**Exercise instructions**
This exercise calls for the line with "TARGET = blue sky", the line with "TARGET = teal siding panel", and all lines between them in the material below, output exactly and with no other lines.

**Data for processing**

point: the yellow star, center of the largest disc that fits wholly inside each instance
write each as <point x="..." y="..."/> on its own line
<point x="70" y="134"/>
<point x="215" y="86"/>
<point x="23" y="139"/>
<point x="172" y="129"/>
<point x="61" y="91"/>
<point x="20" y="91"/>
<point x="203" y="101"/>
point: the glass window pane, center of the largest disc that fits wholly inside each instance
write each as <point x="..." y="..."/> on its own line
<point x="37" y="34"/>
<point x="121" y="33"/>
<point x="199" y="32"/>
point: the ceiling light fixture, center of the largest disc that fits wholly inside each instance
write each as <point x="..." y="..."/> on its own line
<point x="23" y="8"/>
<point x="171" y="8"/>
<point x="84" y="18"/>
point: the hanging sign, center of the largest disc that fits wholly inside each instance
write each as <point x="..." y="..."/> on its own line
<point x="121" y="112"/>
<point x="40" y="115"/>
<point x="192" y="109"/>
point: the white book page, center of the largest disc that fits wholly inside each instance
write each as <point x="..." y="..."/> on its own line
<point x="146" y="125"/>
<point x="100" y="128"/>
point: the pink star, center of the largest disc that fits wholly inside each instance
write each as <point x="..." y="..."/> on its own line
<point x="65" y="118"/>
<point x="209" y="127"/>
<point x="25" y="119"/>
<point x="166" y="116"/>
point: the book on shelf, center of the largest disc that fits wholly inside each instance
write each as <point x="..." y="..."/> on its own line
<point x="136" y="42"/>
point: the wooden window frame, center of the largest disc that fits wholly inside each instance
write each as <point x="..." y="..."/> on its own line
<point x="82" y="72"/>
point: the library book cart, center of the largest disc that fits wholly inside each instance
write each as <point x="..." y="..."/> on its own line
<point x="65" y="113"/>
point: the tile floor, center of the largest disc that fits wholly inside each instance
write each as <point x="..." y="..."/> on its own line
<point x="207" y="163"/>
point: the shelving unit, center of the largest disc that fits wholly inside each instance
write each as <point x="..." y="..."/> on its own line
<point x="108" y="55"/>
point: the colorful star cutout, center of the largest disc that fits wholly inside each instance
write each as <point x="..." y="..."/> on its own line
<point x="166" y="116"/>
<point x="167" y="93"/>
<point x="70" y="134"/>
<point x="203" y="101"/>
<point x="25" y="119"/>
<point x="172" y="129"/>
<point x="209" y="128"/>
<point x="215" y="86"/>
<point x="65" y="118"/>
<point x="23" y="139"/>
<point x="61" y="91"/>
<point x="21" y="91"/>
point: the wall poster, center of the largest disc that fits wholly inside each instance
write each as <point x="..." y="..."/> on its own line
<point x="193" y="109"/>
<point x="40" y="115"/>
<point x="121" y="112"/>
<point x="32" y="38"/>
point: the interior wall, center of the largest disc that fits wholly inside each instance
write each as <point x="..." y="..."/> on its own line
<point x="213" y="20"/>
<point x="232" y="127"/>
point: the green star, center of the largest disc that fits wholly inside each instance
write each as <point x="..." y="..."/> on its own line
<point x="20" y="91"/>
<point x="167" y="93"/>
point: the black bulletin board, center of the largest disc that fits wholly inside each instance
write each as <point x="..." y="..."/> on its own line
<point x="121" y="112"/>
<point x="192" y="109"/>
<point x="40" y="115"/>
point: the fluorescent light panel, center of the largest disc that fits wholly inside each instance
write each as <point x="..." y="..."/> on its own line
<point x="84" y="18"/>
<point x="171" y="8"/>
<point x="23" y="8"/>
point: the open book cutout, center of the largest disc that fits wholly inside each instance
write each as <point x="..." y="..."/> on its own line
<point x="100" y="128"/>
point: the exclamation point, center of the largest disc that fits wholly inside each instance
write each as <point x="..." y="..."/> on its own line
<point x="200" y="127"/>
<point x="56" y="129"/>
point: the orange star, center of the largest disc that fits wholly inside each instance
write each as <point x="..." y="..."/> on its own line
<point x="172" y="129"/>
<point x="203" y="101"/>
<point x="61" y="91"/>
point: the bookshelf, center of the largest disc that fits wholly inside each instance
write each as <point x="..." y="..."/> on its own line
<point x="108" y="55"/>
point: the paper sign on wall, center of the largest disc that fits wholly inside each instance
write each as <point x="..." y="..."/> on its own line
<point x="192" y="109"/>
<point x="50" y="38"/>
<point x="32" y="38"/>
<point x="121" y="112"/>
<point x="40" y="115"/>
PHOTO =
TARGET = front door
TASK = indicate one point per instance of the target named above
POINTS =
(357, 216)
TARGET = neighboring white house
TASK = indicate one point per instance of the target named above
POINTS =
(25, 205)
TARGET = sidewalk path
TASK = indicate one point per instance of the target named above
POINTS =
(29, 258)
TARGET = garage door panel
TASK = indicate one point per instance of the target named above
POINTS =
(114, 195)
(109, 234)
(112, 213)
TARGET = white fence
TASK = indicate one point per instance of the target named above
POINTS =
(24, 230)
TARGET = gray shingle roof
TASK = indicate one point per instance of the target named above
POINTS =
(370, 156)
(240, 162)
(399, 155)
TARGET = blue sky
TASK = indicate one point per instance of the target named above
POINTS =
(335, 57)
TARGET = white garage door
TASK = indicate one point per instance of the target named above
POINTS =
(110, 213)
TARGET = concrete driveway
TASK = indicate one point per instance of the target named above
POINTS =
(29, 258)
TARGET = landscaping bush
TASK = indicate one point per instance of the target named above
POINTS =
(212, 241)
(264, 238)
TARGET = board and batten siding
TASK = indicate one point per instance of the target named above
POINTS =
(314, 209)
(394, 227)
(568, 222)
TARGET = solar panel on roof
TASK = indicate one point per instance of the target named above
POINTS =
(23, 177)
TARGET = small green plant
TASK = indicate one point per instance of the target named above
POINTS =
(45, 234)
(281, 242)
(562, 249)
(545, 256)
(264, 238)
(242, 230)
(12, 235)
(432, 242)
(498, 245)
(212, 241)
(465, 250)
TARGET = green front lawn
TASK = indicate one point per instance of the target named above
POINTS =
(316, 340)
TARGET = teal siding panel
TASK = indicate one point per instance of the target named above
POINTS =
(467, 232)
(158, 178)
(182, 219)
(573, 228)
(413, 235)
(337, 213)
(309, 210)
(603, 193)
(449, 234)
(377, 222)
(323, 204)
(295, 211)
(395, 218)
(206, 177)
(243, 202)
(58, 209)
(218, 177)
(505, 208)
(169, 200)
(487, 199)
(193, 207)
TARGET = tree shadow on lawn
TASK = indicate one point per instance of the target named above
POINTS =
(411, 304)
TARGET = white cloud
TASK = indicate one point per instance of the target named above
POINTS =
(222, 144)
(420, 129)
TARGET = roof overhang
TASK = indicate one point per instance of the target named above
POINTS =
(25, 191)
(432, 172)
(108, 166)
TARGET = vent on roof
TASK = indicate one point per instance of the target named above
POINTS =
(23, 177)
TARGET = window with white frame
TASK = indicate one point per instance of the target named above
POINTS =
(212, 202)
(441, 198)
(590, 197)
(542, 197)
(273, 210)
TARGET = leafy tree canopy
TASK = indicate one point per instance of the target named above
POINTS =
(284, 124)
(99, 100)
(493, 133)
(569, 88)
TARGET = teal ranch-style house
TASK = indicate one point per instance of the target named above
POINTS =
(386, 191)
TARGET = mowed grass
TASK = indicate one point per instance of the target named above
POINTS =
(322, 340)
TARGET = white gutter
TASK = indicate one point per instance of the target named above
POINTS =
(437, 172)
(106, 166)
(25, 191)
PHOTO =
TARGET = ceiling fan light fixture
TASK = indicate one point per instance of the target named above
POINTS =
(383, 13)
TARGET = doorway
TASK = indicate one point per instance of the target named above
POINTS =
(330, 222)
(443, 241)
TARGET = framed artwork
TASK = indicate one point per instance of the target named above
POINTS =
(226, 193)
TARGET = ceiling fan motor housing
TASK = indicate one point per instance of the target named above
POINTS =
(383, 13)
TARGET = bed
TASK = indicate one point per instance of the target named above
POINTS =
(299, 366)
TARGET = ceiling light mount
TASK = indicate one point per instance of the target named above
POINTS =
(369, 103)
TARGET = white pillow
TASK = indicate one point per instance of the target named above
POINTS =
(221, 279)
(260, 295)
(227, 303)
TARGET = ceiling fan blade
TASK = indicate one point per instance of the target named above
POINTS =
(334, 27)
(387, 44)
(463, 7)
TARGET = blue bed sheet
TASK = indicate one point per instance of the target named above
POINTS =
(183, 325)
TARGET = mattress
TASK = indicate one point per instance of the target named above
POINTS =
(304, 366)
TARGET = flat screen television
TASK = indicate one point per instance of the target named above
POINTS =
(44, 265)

**Answer space**
TARGET = blue sky
TASK = indicate one point per instance of the target named above
POINTS =
(335, 57)
TARGET = white garage door
TASK = indicate one point per instance of the target named above
POINTS =
(110, 213)
TARGET = concrete driveway
TASK = indicate one point per instance of the target named above
POINTS =
(29, 258)
TARGET = landscaping bush
TASK = indicate one point per instance of the target named above
POINTS =
(212, 241)
(264, 238)
TARGET = board and batten siding
TASK = indicate one point per instance of the target named above
POINTS =
(314, 209)
(394, 227)
(568, 222)
TARGET = solar panel on roof
TASK = indicate one point per instance of the target named above
POINTS =
(23, 177)
TARGET = small green plant
TASK = indicate one point per instance of the target named above
POINTS =
(45, 234)
(281, 242)
(562, 249)
(545, 256)
(264, 238)
(242, 230)
(12, 235)
(432, 242)
(498, 245)
(212, 241)
(465, 250)
TARGET = green front lawn
TASK = indicate one point per instance of the target named above
POINTS =
(316, 340)
TARGET = teal siding panel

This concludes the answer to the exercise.